Exercise requirements: Among the records below, find each line bearing the word "ground" and copy it.

Data:
Start of Block

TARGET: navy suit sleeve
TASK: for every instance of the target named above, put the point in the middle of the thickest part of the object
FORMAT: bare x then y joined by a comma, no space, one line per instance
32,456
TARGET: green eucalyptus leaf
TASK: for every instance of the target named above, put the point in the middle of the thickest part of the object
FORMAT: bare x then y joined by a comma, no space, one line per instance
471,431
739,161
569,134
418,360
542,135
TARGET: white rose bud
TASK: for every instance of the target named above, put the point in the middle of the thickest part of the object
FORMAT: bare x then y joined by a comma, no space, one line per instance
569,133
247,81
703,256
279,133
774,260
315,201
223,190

End of Block
Start of Block

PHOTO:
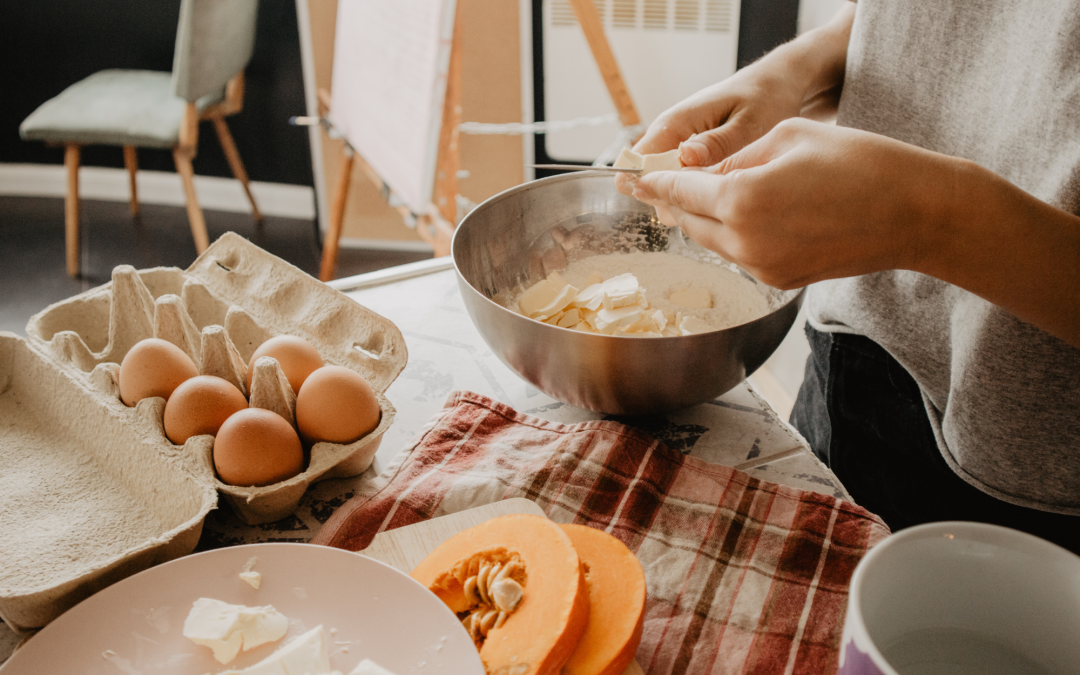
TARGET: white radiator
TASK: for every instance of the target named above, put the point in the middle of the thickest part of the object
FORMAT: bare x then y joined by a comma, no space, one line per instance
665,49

End of Block
Start of Block

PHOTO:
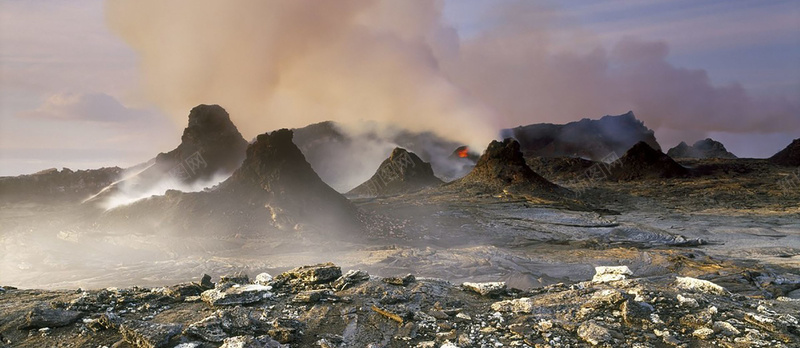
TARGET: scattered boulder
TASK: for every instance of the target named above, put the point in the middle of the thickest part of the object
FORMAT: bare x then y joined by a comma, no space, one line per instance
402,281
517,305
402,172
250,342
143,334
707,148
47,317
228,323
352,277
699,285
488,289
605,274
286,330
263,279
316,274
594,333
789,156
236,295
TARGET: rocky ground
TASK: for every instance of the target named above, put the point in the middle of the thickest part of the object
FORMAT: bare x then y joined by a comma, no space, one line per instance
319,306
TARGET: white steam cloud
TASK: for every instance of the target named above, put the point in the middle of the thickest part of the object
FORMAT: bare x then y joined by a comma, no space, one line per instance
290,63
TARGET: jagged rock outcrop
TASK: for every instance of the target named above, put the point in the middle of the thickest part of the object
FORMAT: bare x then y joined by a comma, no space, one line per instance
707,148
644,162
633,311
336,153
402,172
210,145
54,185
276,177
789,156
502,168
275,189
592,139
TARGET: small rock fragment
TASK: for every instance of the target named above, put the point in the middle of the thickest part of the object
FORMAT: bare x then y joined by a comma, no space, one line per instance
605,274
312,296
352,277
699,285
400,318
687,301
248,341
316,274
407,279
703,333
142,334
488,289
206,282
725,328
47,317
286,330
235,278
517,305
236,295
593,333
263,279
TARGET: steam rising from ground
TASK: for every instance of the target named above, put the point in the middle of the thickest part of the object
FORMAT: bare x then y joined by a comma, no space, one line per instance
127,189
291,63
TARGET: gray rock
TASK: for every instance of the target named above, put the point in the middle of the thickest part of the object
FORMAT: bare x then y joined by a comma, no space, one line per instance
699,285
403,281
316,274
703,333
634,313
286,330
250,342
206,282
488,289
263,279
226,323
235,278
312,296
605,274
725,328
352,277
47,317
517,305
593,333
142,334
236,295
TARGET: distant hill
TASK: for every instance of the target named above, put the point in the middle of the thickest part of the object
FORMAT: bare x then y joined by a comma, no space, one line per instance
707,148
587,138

End of Block

Finished exercise:
TARGET: rocky ground
TARGET: steam rising from ground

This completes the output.